WHAT IS NEEDED >> From the passage below on Israel's permit system for Palestinians, extract word for word the part that opens with the words containing "The complex system" and closes with "division among Palestinians.".

TEXT EXCERPT >>
*** Begin section ***

The complex system of permits for Palestinian access to Israel is not new. It has been employed for sev­eral years to instil division among Palestinians.
The system identifies Palestin­ians according to area, religion, age, work, and relatives’ involvement in acts Israel deems illegal. The pres­sure for people to remain “clean” in Israeli records is used as a bargain­ing chip to pressure those who hope to go to pray in Jerusalem, find jobs or enjoy travel access to particular areas.
Many people remain deprived of the permits system for “security reasons” and others claim Israel had asked them to collaborate in ex­change for permits.
Thousands of people cross the Qa­landia military checkpoint to Jeru­salem on a daily basis on a journey described “strenuous”. Long hours waiting in harsh weather and queu­ing at security checkpoints will still apply for the older people.
In light of political complexities, some told The Arab Weekly that any measure will ease the daily stress is welcome.
Sayida Hani, a mother of five, is the sole provider for her family. As she pushed the metal revolving se­curity door at Qalandia checkpoint, the hardest part of her day was over. She was granted a one-day-permit to accompany her diabetic husband to the hospital. The 39-year-old wom­an told The Arab Weekly that she hoped Israel would extend the per­mits to younger people, too.
“I hope to get a permit myself to get a job inside Israel and support my family, even if I work in cleaning houses,” Hani said.
As part of the package, Israel re­leased three months of Palestinian tax revenues, enabling the Palestin­ian Authority to pay public employ­ees’ salaries in full.

*** End section ***

RECORDED INFORMATION >>

*** Begin section ***

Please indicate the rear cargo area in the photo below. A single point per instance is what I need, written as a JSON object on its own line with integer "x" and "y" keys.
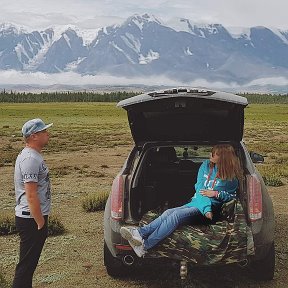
{"x": 166, "y": 179}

*** End section ***

ANSWER BOX >>
The complex system of permits for Palestinian access to Israel is not new. It has been employed for sev­eral years to instil division among Palestinians.